Qué hacer => Localiza en el listado de abajo todas las líneas que contienen la palabra "before" y cópialas, teniendo en cuenta las mayúsculas y minúsculas.

*-*-*

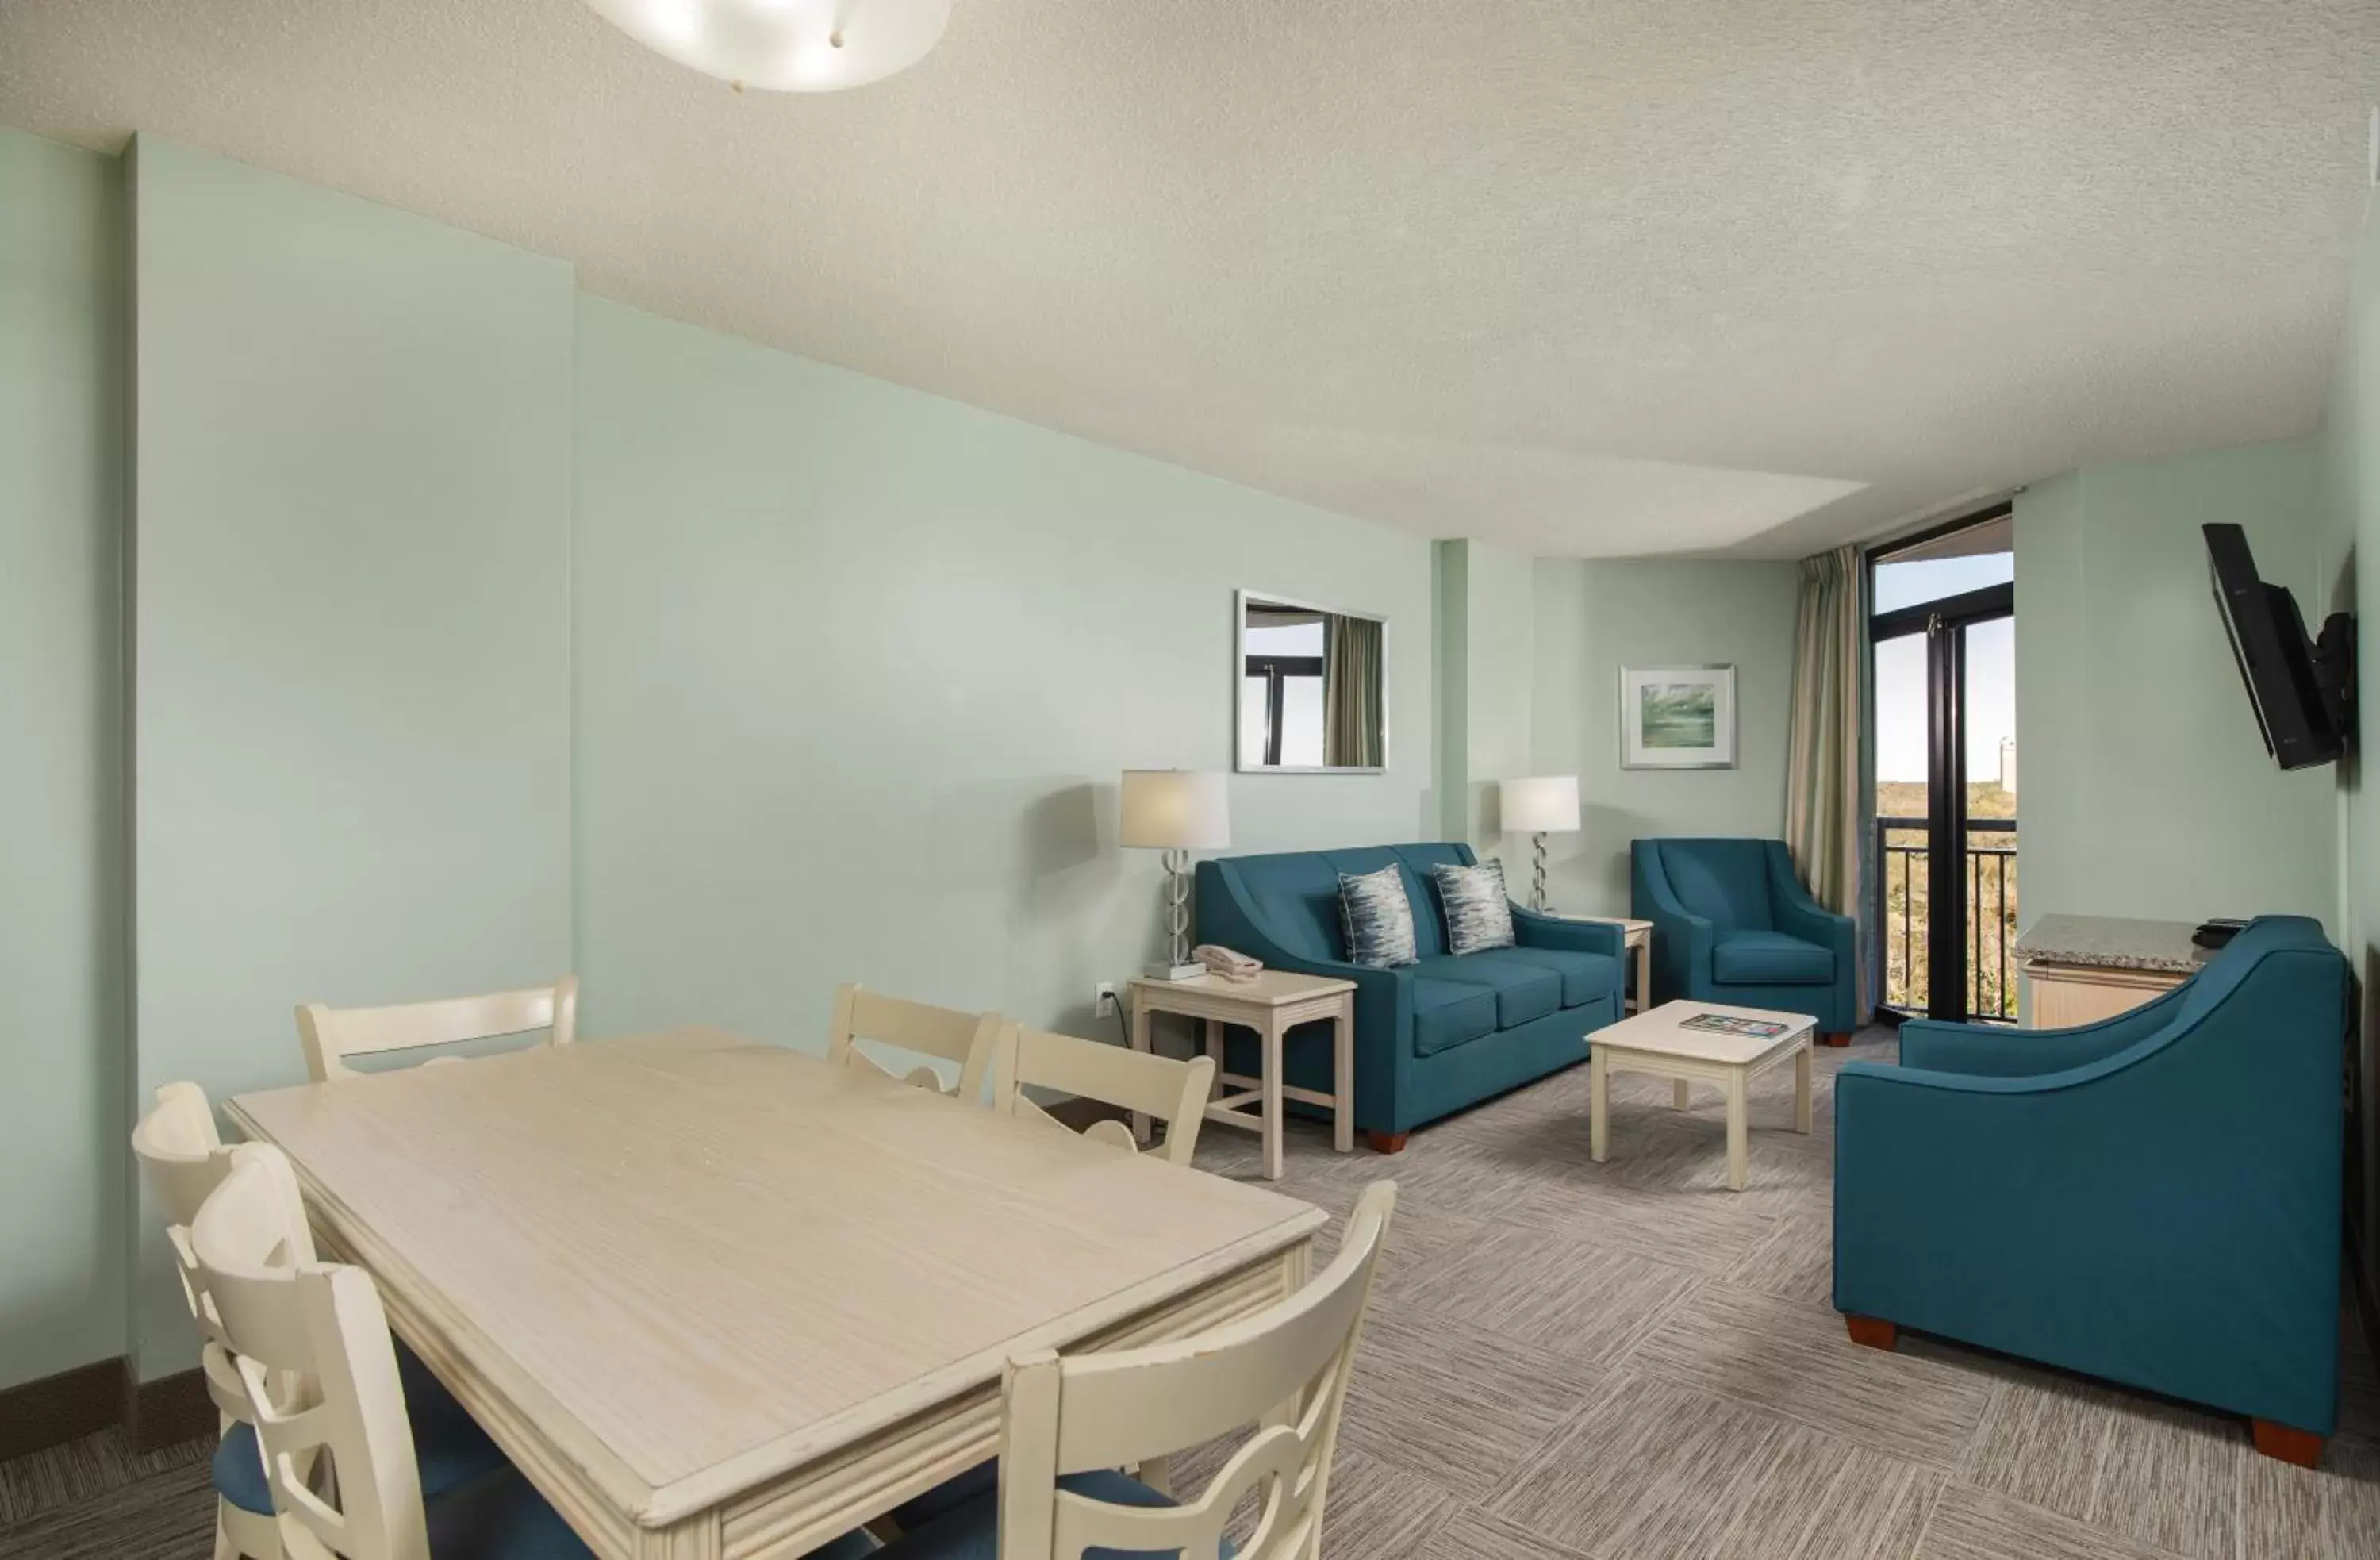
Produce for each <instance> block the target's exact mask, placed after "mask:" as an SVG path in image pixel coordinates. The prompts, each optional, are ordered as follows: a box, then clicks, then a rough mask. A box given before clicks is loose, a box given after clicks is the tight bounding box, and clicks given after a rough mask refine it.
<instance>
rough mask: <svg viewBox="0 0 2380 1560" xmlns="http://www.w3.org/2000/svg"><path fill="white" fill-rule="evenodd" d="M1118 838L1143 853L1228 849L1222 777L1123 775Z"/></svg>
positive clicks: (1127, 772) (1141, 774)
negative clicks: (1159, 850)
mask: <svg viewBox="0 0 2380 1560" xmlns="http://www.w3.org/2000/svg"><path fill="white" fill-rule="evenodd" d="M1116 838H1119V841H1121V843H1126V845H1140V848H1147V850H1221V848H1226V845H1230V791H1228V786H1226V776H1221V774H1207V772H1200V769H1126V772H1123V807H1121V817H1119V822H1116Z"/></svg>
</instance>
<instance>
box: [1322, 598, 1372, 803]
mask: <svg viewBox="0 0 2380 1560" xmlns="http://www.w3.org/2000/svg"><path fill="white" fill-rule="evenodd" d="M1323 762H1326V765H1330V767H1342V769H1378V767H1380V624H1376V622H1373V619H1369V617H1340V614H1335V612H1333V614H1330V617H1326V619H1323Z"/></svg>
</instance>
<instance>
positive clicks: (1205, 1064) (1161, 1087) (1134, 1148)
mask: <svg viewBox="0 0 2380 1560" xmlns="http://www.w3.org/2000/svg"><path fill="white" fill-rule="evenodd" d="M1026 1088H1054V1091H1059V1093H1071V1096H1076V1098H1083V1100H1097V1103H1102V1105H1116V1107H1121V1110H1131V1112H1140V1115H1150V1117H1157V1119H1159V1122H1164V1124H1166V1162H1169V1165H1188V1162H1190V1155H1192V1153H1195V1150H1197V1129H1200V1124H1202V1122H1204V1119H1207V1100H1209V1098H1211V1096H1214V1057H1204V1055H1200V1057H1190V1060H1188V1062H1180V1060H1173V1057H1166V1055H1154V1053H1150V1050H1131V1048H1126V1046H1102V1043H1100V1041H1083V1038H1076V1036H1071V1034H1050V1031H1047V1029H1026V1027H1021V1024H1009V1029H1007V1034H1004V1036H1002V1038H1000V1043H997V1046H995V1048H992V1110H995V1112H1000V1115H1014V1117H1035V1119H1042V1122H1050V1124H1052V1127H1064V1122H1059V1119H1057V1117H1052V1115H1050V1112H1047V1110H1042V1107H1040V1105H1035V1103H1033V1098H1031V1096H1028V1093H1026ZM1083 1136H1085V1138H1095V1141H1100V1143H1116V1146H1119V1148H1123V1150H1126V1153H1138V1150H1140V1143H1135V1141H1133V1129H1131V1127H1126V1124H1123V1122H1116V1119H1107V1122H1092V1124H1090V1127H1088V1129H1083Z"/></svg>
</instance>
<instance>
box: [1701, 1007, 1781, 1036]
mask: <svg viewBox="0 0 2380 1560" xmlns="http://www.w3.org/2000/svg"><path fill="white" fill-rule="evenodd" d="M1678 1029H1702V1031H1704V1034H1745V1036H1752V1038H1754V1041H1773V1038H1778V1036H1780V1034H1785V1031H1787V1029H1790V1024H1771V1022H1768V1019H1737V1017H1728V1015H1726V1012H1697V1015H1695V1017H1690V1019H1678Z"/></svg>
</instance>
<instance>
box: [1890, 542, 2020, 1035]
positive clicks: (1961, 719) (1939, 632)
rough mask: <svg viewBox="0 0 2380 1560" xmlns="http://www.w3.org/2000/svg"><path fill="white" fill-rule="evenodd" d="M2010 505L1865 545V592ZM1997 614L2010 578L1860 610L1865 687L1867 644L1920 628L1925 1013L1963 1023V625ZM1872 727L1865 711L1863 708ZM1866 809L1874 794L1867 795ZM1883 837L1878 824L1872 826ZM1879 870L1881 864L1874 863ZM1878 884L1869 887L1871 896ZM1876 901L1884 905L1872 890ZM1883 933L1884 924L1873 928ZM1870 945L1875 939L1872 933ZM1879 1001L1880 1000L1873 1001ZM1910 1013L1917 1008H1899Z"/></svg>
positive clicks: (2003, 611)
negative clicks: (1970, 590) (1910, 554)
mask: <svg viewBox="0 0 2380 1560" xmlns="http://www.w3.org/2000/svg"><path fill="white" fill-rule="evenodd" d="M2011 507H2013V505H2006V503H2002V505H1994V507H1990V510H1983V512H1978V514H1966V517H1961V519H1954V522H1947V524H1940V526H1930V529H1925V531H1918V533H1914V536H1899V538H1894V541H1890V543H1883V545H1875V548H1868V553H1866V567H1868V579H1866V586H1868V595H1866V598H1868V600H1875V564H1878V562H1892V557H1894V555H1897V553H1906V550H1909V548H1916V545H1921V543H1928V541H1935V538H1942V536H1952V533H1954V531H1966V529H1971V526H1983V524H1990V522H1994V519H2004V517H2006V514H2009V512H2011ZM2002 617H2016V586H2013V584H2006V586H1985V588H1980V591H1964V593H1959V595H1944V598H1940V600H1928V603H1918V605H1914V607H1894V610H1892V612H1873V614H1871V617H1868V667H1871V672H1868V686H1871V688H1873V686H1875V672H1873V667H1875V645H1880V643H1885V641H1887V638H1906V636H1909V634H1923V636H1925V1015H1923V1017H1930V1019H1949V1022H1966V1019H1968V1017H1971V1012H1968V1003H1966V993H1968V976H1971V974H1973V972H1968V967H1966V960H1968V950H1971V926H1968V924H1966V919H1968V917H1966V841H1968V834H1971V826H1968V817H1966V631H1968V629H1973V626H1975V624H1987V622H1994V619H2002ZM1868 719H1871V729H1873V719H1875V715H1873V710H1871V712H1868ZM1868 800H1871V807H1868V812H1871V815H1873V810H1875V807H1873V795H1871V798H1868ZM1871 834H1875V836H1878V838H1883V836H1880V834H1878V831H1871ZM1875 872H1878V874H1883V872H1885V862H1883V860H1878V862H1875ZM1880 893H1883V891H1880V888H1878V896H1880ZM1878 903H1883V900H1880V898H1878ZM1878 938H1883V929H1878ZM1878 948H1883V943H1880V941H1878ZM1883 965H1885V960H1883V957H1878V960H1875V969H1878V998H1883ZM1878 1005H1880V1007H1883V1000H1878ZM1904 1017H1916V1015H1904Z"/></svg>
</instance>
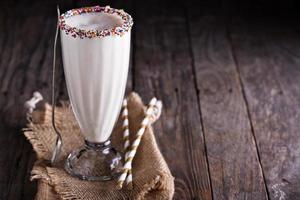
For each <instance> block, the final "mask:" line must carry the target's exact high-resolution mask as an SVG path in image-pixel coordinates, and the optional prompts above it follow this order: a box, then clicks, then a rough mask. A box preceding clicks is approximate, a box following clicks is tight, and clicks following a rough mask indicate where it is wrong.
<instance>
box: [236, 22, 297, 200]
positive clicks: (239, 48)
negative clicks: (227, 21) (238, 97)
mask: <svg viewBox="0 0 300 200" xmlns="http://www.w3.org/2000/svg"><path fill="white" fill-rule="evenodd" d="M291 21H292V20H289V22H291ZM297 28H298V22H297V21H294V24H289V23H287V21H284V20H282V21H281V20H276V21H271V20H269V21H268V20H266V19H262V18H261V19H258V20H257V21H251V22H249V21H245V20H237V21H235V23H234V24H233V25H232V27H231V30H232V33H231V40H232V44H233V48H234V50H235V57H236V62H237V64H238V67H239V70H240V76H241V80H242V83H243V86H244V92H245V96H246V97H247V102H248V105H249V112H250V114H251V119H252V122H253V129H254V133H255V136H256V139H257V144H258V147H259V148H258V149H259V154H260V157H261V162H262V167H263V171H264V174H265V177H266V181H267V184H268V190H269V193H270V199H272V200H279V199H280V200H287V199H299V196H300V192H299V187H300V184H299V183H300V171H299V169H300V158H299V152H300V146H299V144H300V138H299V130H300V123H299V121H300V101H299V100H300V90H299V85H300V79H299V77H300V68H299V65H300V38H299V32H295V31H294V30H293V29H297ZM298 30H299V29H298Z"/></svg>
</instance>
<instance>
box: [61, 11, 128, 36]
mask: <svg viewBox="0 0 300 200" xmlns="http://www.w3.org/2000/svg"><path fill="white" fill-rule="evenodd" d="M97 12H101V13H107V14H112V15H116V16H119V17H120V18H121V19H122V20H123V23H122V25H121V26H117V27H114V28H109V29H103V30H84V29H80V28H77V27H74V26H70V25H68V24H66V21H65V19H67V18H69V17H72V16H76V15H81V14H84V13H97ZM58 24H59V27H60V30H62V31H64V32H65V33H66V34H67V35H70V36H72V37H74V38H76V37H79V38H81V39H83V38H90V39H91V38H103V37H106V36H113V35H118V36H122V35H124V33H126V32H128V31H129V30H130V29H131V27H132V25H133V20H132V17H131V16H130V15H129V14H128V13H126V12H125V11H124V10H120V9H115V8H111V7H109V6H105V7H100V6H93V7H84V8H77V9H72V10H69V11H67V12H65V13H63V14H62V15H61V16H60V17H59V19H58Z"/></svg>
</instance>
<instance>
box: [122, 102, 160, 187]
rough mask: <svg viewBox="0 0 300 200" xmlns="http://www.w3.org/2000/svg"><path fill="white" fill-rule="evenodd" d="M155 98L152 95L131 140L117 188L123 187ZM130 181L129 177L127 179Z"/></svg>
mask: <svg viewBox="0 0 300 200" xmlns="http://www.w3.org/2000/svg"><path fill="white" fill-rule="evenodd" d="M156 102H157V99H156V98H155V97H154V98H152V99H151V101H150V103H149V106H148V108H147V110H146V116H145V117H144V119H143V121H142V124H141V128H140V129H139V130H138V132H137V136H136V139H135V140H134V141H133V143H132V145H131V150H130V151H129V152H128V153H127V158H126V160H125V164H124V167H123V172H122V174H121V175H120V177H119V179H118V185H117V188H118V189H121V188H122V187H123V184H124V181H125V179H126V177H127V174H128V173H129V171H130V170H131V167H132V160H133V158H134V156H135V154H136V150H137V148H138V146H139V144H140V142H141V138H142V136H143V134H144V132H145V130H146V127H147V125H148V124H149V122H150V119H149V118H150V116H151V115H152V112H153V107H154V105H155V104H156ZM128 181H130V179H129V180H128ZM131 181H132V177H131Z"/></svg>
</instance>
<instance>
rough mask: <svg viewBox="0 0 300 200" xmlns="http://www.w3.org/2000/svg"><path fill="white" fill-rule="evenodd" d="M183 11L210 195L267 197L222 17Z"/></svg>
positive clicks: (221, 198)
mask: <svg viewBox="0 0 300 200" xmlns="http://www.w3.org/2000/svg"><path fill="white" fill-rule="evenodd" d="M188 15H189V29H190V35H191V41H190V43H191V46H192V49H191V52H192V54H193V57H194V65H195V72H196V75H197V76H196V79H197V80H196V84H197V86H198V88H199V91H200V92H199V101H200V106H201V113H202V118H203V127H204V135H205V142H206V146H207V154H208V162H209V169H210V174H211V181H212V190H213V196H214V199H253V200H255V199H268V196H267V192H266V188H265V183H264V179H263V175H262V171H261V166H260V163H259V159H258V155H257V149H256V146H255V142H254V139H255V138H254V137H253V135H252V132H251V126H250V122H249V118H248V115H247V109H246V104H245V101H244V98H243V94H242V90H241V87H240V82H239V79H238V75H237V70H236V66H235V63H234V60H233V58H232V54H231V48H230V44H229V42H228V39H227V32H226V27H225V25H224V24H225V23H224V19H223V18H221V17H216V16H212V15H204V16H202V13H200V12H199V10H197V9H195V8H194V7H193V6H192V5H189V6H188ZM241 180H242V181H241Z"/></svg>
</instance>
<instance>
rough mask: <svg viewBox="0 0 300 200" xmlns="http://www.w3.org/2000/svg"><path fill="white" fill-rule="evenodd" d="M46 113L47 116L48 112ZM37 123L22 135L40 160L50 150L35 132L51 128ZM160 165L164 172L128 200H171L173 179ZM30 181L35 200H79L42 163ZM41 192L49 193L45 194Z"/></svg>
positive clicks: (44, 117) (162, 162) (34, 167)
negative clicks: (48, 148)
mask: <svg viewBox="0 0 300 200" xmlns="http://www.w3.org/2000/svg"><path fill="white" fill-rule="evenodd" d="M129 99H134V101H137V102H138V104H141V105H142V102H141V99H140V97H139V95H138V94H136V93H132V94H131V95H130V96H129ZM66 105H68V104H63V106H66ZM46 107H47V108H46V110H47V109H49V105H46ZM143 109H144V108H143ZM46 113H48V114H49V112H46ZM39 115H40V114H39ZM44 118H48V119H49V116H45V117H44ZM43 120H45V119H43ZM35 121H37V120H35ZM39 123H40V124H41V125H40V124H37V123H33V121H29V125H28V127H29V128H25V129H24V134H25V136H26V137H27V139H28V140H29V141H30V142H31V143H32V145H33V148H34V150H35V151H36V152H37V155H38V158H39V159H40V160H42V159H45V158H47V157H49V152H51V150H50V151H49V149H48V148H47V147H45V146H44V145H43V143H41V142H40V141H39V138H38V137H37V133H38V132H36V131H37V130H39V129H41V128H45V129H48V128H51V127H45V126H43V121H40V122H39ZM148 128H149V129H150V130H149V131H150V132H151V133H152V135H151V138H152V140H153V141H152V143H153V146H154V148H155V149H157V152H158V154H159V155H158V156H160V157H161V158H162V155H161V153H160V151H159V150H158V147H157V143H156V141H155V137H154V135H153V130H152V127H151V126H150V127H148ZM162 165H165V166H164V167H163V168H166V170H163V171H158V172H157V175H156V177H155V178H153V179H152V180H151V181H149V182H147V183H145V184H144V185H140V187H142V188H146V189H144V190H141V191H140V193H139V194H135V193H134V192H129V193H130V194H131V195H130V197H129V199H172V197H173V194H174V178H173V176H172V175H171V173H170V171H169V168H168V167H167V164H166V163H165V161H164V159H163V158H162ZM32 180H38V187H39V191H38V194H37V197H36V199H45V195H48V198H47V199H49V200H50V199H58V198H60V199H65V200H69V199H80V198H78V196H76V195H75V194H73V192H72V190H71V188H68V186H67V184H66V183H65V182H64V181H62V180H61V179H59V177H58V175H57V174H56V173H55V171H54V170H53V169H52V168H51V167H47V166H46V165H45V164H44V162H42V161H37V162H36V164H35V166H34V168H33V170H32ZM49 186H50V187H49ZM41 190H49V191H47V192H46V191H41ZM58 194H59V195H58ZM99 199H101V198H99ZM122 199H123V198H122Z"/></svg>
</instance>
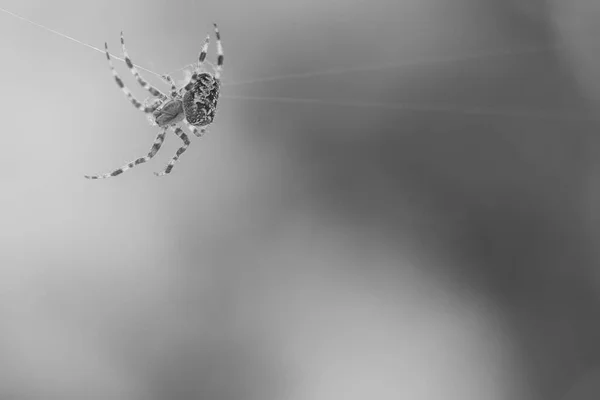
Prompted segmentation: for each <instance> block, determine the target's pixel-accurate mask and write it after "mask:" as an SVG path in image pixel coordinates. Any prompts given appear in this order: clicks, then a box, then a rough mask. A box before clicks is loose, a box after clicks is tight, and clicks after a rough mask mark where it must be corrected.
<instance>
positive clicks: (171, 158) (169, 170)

*-*-*

Solución del ejercicio =>
Produce for each <instance> block the target's exact mask, placed after "mask:" as an SVG path in image pixel coordinates. The prompts, each optional, are ordered as follows: a box, then clicks, then a rough mask. A box given before clicks is loose, a box given after clicks is the tight bounding box, and clicks given after a rough mask refine it.
Prompted segmentation: for each <instance> block, determine the target's pixel-accurate mask and write it after "mask:" as an SVG path in image pixel coordinates. Any prompts given appear in this order: clicks, then a box, then a rough mask. A box before clicks is loose, a box after clicks is tight, and clicks after a rough mask mark where it must be corrected.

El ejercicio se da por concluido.